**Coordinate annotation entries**
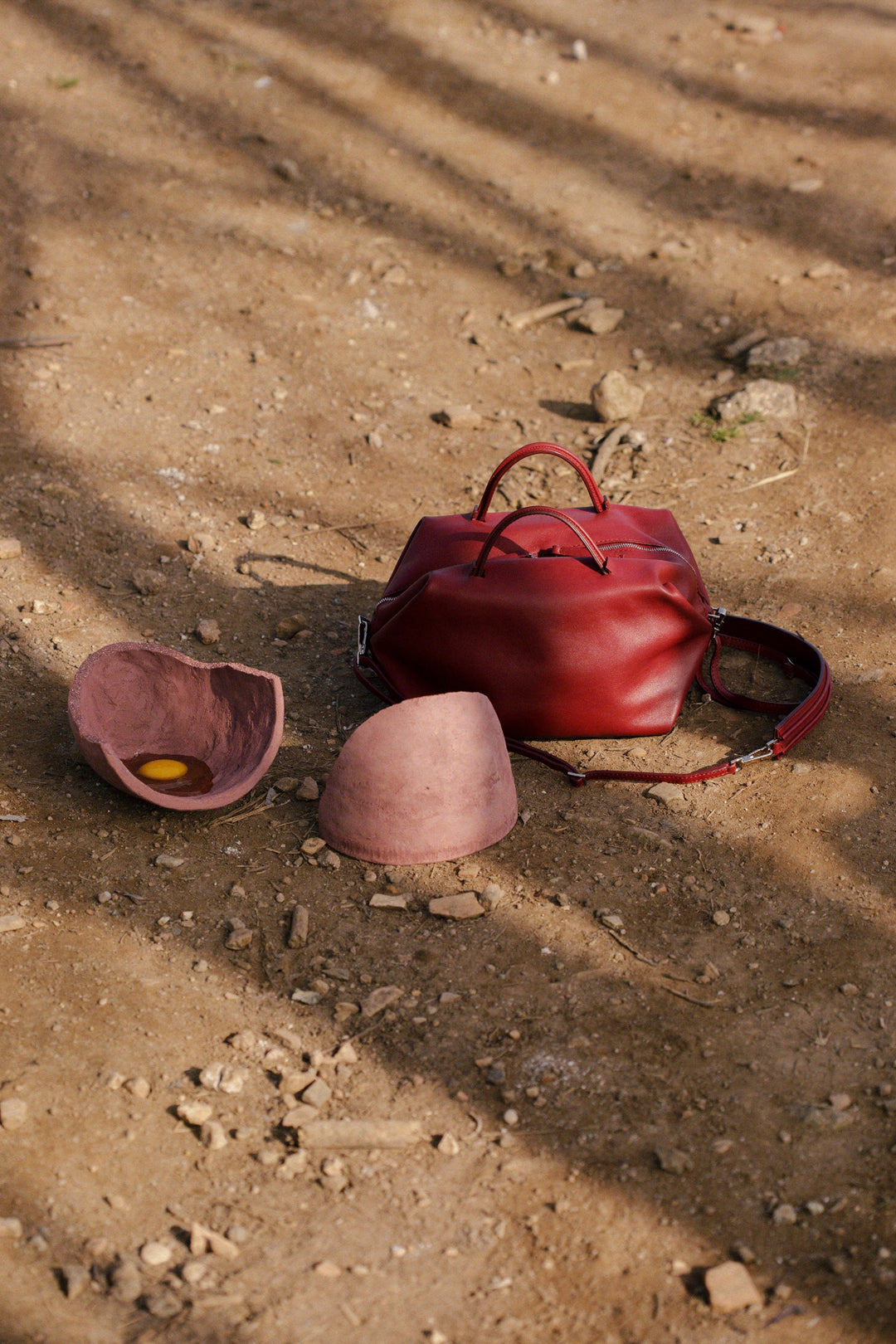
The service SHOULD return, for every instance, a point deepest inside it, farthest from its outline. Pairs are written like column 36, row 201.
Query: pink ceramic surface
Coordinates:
column 134, row 698
column 422, row 782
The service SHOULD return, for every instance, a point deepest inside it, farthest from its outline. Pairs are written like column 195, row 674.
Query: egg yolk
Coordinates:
column 163, row 769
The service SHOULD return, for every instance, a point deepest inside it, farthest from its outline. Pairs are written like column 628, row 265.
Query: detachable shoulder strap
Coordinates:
column 796, row 656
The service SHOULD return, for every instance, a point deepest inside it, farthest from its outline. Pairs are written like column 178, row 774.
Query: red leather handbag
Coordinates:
column 575, row 622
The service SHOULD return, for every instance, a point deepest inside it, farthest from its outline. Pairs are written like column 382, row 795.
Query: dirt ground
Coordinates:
column 271, row 242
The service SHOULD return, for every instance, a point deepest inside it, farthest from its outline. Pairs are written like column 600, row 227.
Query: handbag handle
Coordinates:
column 599, row 559
column 599, row 502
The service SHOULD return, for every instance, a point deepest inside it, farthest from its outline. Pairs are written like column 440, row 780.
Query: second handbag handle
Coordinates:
column 599, row 559
column 599, row 502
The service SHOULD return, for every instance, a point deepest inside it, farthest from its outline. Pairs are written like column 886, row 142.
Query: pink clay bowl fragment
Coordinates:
column 423, row 782
column 134, row 699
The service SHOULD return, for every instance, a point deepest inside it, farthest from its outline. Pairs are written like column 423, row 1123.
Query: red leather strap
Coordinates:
column 529, row 450
column 796, row 655
column 598, row 557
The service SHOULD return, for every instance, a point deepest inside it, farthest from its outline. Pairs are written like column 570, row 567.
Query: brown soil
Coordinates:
column 280, row 238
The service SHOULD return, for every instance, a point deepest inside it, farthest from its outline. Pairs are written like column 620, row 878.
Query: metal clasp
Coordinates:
column 759, row 754
column 363, row 632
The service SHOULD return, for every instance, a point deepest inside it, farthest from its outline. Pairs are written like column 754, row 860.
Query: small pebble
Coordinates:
column 155, row 1253
column 383, row 901
column 381, row 999
column 14, row 1113
column 212, row 1136
column 168, row 860
column 731, row 1288
column 74, row 1280
column 290, row 626
column 327, row 1269
column 299, row 928
column 461, row 906
column 207, row 631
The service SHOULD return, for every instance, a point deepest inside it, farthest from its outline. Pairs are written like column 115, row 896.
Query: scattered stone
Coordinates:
column 74, row 1280
column 148, row 582
column 290, row 626
column 382, row 901
column 785, row 353
column 458, row 417
column 212, row 1136
column 461, row 906
column 670, row 795
column 614, row 398
column 362, row 1133
column 305, row 996
column 125, row 1281
column 168, row 860
column 14, row 1112
column 203, row 1239
column 381, row 999
column 490, row 897
column 674, row 1160
column 327, row 1269
column 596, row 318
column 208, row 631
column 155, row 1253
column 519, row 321
column 763, row 397
column 297, row 928
column 199, row 543
column 193, row 1112
column 240, row 938
column 731, row 1288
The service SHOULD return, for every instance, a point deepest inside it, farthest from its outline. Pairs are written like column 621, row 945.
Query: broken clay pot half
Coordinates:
column 423, row 782
column 173, row 730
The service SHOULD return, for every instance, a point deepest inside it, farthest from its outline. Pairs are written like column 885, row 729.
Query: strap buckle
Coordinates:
column 759, row 754
column 363, row 633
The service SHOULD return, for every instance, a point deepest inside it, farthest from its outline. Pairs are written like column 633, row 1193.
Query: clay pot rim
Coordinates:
column 132, row 784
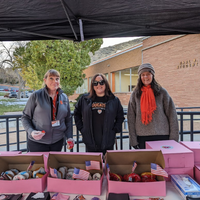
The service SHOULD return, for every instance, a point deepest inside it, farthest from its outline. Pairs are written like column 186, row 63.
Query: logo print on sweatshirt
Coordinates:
column 99, row 106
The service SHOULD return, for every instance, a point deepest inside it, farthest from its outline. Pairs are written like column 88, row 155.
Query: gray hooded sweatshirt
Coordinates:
column 164, row 120
column 37, row 115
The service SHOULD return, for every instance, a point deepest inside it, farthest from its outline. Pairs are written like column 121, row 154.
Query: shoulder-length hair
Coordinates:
column 92, row 93
column 154, row 85
column 51, row 72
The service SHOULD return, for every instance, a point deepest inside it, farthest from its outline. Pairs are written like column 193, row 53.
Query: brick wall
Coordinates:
column 168, row 55
column 181, row 83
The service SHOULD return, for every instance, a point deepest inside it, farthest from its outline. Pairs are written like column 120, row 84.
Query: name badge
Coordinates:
column 55, row 123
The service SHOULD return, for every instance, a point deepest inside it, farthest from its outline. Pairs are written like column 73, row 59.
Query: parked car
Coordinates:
column 12, row 95
column 24, row 95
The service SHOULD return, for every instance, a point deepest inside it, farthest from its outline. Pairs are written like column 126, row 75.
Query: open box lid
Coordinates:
column 56, row 160
column 20, row 162
column 122, row 161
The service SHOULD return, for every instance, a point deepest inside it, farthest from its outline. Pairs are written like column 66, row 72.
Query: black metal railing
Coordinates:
column 14, row 138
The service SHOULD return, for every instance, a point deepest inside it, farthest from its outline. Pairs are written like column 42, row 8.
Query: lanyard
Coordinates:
column 55, row 106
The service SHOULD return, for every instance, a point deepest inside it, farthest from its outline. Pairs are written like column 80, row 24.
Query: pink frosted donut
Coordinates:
column 25, row 174
column 19, row 177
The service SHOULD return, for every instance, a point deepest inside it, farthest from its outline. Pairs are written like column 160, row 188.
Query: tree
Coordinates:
column 68, row 57
column 7, row 64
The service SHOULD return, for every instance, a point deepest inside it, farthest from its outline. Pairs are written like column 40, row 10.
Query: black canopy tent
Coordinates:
column 88, row 19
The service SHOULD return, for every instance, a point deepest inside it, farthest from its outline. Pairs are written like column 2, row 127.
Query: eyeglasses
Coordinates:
column 102, row 82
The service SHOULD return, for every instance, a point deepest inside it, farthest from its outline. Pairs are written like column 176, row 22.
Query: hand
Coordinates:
column 37, row 135
column 70, row 143
column 136, row 147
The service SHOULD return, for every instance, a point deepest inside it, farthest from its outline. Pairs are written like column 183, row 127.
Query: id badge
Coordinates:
column 55, row 123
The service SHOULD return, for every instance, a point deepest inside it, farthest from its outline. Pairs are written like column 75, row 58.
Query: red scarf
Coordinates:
column 147, row 104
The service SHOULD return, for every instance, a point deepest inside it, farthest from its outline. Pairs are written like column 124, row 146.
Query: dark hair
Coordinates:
column 154, row 85
column 92, row 93
column 51, row 72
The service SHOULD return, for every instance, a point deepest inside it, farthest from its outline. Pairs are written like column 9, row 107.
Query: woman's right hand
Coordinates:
column 37, row 135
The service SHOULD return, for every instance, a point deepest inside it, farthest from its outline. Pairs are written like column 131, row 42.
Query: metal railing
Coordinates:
column 14, row 137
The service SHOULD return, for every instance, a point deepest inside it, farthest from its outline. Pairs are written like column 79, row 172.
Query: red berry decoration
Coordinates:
column 125, row 177
column 115, row 177
column 148, row 177
column 133, row 177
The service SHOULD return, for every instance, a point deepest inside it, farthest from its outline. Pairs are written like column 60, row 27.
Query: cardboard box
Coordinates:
column 197, row 173
column 195, row 147
column 186, row 186
column 175, row 154
column 9, row 152
column 45, row 156
column 71, row 160
column 173, row 171
column 121, row 162
column 21, row 162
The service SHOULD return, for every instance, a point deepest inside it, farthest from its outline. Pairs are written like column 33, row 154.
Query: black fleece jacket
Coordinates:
column 114, row 117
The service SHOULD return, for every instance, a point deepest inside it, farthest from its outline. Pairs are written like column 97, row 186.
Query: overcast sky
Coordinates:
column 112, row 41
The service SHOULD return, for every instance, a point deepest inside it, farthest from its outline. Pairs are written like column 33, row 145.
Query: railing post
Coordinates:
column 17, row 129
column 7, row 134
column 181, row 126
column 77, row 140
column 191, row 128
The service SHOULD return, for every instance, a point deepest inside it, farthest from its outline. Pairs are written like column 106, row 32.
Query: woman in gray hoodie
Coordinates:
column 151, row 111
column 47, row 117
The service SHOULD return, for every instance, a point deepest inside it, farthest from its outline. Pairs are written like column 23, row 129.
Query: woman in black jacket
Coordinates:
column 99, row 116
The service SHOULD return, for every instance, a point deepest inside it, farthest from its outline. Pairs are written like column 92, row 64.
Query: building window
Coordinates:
column 83, row 88
column 124, row 80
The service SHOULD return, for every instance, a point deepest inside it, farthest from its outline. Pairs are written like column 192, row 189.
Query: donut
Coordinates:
column 115, row 177
column 39, row 175
column 63, row 171
column 15, row 171
column 10, row 174
column 70, row 170
column 25, row 174
column 19, row 177
column 96, row 176
column 38, row 170
column 90, row 177
column 69, row 176
column 4, row 176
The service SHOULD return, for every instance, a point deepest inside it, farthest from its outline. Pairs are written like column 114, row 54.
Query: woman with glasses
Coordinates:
column 99, row 116
column 47, row 117
column 151, row 111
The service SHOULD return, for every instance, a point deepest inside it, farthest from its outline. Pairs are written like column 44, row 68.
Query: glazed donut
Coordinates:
column 63, row 171
column 15, row 171
column 39, row 175
column 59, row 174
column 96, row 176
column 70, row 170
column 25, row 174
column 19, row 177
column 115, row 177
column 69, row 176
column 10, row 174
column 90, row 177
column 4, row 176
column 38, row 170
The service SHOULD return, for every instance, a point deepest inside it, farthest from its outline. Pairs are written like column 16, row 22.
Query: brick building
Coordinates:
column 175, row 59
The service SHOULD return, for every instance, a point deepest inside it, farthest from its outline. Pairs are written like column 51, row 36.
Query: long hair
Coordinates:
column 51, row 72
column 154, row 85
column 92, row 93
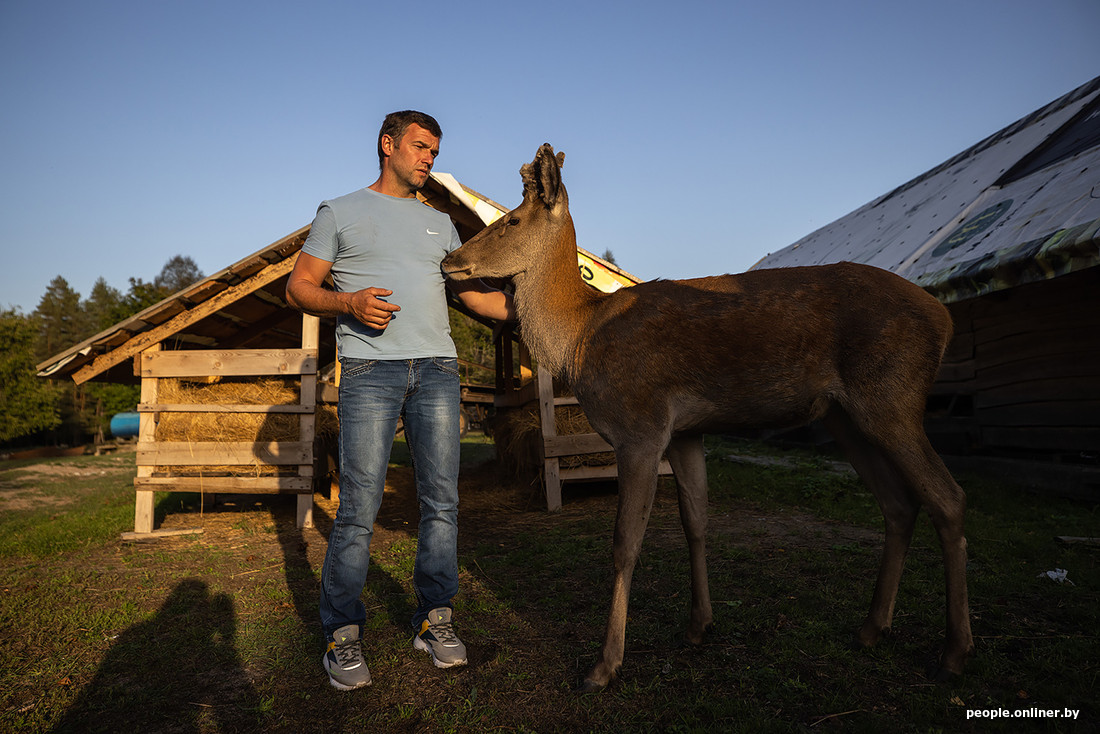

**YOUR OBJECTIVE**
Reproduce word for word the lines from the one containing "73, row 59." through the one containing "column 14, row 138", including both of those lines.

**THE RESPONSE**
The service SHOULD return, for every instance, a point deepest inside it, farthest from its outline. Pairs are written like column 73, row 59.
Query: parked car
Coordinates:
column 12, row 95
column 24, row 95
The service SHOULD return, for every instance, a point deepest inside it, farthest from its outline. Pairs are written like column 126, row 75.
Query: open box lid
Coordinates:
column 56, row 160
column 20, row 162
column 122, row 161
The service SHOULD return, for every instance, a point deepest inside it, farthest from its outline. Pairs are written like column 66, row 72.
Query: black metal railing
Coordinates:
column 14, row 138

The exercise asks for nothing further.